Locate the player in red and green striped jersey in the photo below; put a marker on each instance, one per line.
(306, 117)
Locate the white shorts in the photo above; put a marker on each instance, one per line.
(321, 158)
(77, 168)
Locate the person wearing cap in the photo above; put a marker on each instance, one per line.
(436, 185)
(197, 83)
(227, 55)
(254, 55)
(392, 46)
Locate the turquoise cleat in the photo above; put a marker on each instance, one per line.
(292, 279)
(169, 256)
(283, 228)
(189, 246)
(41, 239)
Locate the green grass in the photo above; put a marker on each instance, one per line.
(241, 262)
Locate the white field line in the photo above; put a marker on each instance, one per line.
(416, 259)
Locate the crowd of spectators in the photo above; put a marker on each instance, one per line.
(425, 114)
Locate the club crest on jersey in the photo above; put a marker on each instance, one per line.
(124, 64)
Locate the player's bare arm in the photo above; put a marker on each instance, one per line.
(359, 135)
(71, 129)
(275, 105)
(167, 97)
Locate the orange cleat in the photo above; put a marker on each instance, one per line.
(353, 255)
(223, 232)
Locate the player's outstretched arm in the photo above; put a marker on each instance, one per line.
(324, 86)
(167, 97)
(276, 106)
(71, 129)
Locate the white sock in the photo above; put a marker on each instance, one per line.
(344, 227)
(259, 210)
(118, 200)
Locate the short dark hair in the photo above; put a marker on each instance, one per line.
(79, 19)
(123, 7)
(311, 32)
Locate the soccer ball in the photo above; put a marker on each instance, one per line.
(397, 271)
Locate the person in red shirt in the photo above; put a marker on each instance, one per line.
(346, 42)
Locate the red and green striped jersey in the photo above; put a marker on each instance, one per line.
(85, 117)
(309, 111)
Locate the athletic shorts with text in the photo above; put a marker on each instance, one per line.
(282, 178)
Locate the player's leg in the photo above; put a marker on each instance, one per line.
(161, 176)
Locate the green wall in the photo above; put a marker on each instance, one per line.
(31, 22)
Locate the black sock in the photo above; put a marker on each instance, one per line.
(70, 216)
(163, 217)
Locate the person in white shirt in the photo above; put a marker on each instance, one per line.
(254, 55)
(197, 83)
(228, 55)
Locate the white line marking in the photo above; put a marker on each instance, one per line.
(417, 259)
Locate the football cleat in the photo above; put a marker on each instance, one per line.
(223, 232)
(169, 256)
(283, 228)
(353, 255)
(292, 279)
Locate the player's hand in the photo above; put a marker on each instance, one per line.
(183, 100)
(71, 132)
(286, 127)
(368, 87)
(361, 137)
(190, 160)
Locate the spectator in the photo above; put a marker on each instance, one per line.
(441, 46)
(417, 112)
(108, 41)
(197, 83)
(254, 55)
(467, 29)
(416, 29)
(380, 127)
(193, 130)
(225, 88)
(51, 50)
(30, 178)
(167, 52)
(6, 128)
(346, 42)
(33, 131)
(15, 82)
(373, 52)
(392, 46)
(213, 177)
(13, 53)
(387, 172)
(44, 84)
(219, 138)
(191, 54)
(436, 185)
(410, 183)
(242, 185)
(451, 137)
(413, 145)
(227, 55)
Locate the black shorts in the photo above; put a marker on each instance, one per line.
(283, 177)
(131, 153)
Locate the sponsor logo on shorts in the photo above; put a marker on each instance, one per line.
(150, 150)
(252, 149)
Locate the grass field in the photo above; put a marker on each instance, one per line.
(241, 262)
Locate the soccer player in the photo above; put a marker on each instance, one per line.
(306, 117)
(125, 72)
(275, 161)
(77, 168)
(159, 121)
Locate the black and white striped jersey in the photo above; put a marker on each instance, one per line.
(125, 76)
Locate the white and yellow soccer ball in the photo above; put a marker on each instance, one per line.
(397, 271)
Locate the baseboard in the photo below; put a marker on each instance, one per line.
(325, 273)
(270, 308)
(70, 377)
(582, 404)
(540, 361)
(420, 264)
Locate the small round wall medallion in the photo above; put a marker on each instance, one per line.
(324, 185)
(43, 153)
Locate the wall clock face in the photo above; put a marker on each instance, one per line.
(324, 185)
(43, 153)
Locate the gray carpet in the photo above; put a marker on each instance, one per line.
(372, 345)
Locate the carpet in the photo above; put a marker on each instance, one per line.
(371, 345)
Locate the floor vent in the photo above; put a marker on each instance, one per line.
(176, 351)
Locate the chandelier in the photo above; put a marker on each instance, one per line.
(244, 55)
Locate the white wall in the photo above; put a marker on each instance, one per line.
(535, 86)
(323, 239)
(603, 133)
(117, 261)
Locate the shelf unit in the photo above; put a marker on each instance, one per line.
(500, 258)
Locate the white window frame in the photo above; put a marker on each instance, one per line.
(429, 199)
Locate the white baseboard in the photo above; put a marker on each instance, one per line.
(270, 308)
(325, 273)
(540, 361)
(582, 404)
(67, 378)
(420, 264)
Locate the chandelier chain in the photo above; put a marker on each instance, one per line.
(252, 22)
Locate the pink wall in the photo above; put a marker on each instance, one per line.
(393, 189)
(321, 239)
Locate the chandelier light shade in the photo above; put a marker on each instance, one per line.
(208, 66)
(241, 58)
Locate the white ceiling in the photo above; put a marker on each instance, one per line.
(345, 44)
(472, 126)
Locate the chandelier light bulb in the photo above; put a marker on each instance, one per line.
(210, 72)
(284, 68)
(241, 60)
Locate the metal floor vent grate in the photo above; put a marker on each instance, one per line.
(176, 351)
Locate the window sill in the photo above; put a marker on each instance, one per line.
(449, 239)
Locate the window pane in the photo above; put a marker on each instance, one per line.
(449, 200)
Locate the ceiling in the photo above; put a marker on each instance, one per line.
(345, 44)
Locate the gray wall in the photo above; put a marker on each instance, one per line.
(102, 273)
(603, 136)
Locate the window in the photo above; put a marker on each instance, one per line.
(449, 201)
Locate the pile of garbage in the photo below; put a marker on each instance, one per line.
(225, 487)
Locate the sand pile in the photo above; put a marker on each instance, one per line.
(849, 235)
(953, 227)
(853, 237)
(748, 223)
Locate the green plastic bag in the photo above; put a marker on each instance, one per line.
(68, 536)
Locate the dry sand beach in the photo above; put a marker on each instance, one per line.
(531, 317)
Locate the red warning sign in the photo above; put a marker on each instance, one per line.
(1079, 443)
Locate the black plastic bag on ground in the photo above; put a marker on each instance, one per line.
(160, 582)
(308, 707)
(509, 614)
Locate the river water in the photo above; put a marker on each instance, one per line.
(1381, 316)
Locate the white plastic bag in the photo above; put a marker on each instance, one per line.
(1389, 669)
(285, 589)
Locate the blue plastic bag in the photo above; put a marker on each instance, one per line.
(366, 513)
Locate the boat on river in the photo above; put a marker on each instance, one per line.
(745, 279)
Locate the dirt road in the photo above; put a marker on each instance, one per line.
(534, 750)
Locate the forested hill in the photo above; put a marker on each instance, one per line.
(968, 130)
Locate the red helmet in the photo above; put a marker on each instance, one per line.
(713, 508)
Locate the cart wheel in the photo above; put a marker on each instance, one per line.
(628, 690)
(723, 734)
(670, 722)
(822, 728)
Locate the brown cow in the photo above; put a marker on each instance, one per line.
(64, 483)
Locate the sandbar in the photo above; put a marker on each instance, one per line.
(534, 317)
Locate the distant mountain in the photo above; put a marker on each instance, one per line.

* * *

• [TASK BRIEF]:
Repeat every entry word for word.

• [RESULT OF THE EXERCISE]:
Locate the player in red and green striped jersey in the photo below; put a marker on each instance, one per line.
(306, 117)
Locate the white shorts in the photo above; put a marker on each instance, one per line.
(321, 158)
(77, 168)
Locate the person wearing cap in the photo above; put a marker on each instance, one per line.
(436, 185)
(197, 83)
(227, 55)
(254, 55)
(392, 46)
Locate the turquoise cleat in the photo above; put a marker on each instance, one per line.
(292, 279)
(169, 256)
(283, 228)
(189, 246)
(41, 239)
Locate the green grass in the photo above; put a marker on each instance, one per line.
(241, 262)
Locate the white field line in the photo above; put a marker on each instance, one per line.
(416, 259)
Locate the crowd of spectators in the photo above; put a marker on each instance, one per line.
(425, 114)
Locate the club crest on jersey in the photo above; put a marker on each instance, one per line.
(124, 64)
Locate the player's bare arm in the photo above; put a marker on each instance, one per line.
(359, 135)
(71, 129)
(275, 105)
(167, 97)
Locate the orange cleat in the photo above; put a marker on each instance, one per line.
(353, 255)
(223, 232)
Locate the player's outstretched arm in the photo above; put a marker on each instance, one per line.
(324, 86)
(167, 97)
(276, 106)
(71, 129)
Locate the white sock in the photo above; put a marker on each instance, one per line.
(344, 227)
(259, 210)
(118, 200)
Locate the short dark hair in the photo above; put a marker on each instance, one per line.
(79, 19)
(123, 7)
(311, 32)
Locate the soccer ball in the photo above; put a marker on each instance, one per line.
(397, 271)
Locate the person in red shirt in the photo above; put a marker on each instance, one per line.
(346, 42)
Locate the red and green striped jersey in the photo above; put a marker on each instance, one per line.
(85, 117)
(309, 111)
Locate the athletic shorts with text in the photo above; put a marker on each instance, one per line.
(282, 178)
Locate the player's leg in the photo above; put a marker on each instance, one per line.
(161, 176)
Locate the green wall in the photo above; put a marker on each instance, one per line.
(31, 22)
Locate the black sock in the photo above; put a marker on each instance, one per line.
(70, 216)
(163, 217)
Locate the person in white shirt in the photo above; put a marker on each instance, one per line.
(254, 55)
(197, 83)
(228, 55)
Locate the white line marking in the photo above; put a marker on each instance, one per line.
(417, 259)
Locate the football cleat in the photo above; put a marker on each instance, one per line.
(223, 232)
(169, 256)
(283, 228)
(353, 255)
(292, 279)
Locate the player's hand in the photo above; put a marker on each instance, one per line.
(183, 100)
(71, 132)
(286, 127)
(368, 87)
(361, 137)
(190, 160)
Locate the spectator in the photo above; put a marker on each instance, one per line.
(441, 46)
(417, 112)
(108, 41)
(197, 83)
(254, 55)
(467, 29)
(416, 29)
(380, 127)
(193, 130)
(225, 88)
(51, 50)
(30, 178)
(167, 52)
(6, 128)
(346, 42)
(33, 131)
(15, 82)
(373, 52)
(392, 46)
(213, 177)
(13, 53)
(387, 172)
(44, 84)
(219, 138)
(191, 54)
(436, 185)
(410, 183)
(242, 185)
(451, 137)
(413, 145)
(227, 55)
Locate the black shorts in the photo above; put a marker on each instance, one per line.
(283, 177)
(131, 153)
Locate the sponsor logo on shorts in the photo above; put a marker on each instance, one per line.
(150, 150)
(252, 149)
Locate the grass field in the photo above; put a marker on each instance, one per line.
(241, 262)
Locate the soccer player in the photo above; put a marker on each instance, one per line.
(306, 117)
(125, 72)
(275, 161)
(77, 168)
(159, 121)
Locate the black and white striped jersey in the photo above; put a marker on each instance, one per line.
(125, 76)
Locate the white and yellow soccer ball in the photo above; put a marker on each instance, one per line.
(397, 271)
Locate the baseboard in the photo below; put a marker on each instance, one per line.
(325, 273)
(270, 308)
(70, 377)
(582, 404)
(540, 361)
(420, 264)
Locate the small round wall medallion in the photo above; put a marker on each instance, one per line.
(324, 185)
(43, 153)
Locate the wall clock face in the photo above; put a marker on each instance, one per line.
(324, 185)
(43, 153)
Locate the gray carpet in the photo above; put a marker on each instance, one per line.
(372, 345)
Locate the carpet in the photo above; put a marker on each instance, one per line.
(371, 345)
Locate the floor vent in the photo above; put a marker on each instance, one per line.
(176, 351)
Locate the chandelier in the photo above; put a marker on each instance, one per line.
(244, 55)
Locate the white wall in the photo above; put a marker on each instance, one per line.
(535, 86)
(323, 239)
(603, 133)
(117, 261)
Locate the shelf unit in the photo above; put a marker on each instance, one per line.
(500, 258)
Locate the white window frame in the photo above; put a marker on each instance, one per line.
(429, 199)
Locate the white baseboard in the photo above; put a marker on each instance, one per line.
(270, 308)
(325, 273)
(540, 361)
(582, 404)
(67, 378)
(420, 264)
Locate the chandelier chain in the photo above; put a marker on each instance, one per line.
(252, 22)
Locate the pink wall in the photo above; put a marker on each instance, one per line.
(393, 189)
(321, 239)
Locate the chandelier light shade in the photo above; put a marker on each instance, one per line.
(208, 66)
(241, 58)
Locate the white ceiling in the photo above; put a marker on each instance, one per line.
(345, 44)
(472, 126)
Locate the chandelier light bulb in the photo above; put a marker on each instance, one per line.
(210, 72)
(284, 68)
(241, 60)
Locate the metal floor vent grate in the photo above; put a marker on each instance, one per line.
(176, 351)
Locate the window sill in the photo above; put a marker on each instance, one per line.
(449, 239)
Locate the window pane in the photo above; put a marker on each instance, one per line.
(449, 200)
Locate the ceiling in the photo above; put a marker on each instance, one per line.
(345, 44)
Locate the gray wall in the photo above; put a marker on each instance, one per line.
(102, 273)
(603, 136)
Locate the window in the photo above; put a marker on each instance, one per line.
(449, 201)
Locate the pile of garbage in the photo below; put a marker on each instance, one per line.
(225, 487)
Locate the sand pile in the photo above; put a marker on each instance, one per line.
(849, 235)
(953, 227)
(853, 237)
(748, 223)
Locate the green plastic bag in the photo above; put a marker on each instance, one per line.
(68, 536)
Locate the dry sand beach in the photo above; put a marker on each instance, one per line.
(531, 317)
Locate the red warning sign in the photo above; put a marker on each instance, one per line.
(1079, 443)
Locate the black plastic bag on ground in the photo above; put a marker on each instance, one per line.
(160, 582)
(308, 707)
(509, 614)
Locate the river water in the photo above; put a marker on each instance, one per line.
(1381, 316)
Locate the white plastic bag in the photo above; put a marker on each instance, one per line.
(1389, 669)
(285, 589)
Locate the blue plastic bag in the photo above; put a marker on each instance, one per line.
(366, 513)
Locate the boat on river in the photo above; put a marker on each instance, one per line.
(745, 279)
Locate the dirt road in the photo above; put a marker on each instance, one per line.
(534, 750)
Locate the forested hill in the photo above; put a marker on each instance, one per line.
(968, 130)
Locate the red helmet in the photo above; put a marker on each instance, one per line.
(713, 508)
Locate the cart wheel in the photo above; put a marker on each instance, one per line.
(628, 690)
(723, 734)
(670, 722)
(822, 728)
Locate the brown cow in the photo above; put a marker on each instance, one per line.
(64, 483)
Locate the sandbar in the photo above; put a marker on each instance, one per line.
(534, 317)
Locate the distant mountain in the photo above; put a marker on each instance, one per line.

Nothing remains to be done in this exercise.